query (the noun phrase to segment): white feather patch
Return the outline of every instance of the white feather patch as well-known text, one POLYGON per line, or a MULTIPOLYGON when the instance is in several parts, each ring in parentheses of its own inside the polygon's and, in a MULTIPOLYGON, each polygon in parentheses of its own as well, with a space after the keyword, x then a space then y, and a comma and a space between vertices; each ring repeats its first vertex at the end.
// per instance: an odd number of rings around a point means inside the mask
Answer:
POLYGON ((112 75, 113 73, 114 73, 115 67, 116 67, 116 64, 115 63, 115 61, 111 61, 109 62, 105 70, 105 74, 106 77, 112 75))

STATED GOAL
Set out the rows above as a Markdown table with the columns No. and Line, giving each line its own number and leaving out any blank lines.

SOLUTION TO THE PROBLEM
| No. | Line |
|---|---|
| 1 | query (the noun phrase to segment): white feather patch |
| 2 | Return the outline of every instance of the white feather patch as well-known text, one POLYGON per line, or a MULTIPOLYGON when the instance is in several parts, each ring in parentheses of its own inside the polygon's and, in a MULTIPOLYGON, each polygon in parentheses of its own as well, with a space after the keyword, x then a space then y, and a comma and a space between vertices; each ring repeats its first vertex at the end. |
| 3 | // per instance: an odd number of rings around a point means inside the mask |
| 4 | Answer: |
| 5 | POLYGON ((112 75, 113 73, 114 73, 115 67, 116 67, 116 64, 115 63, 115 61, 111 61, 109 62, 105 70, 105 74, 106 77, 112 75)) |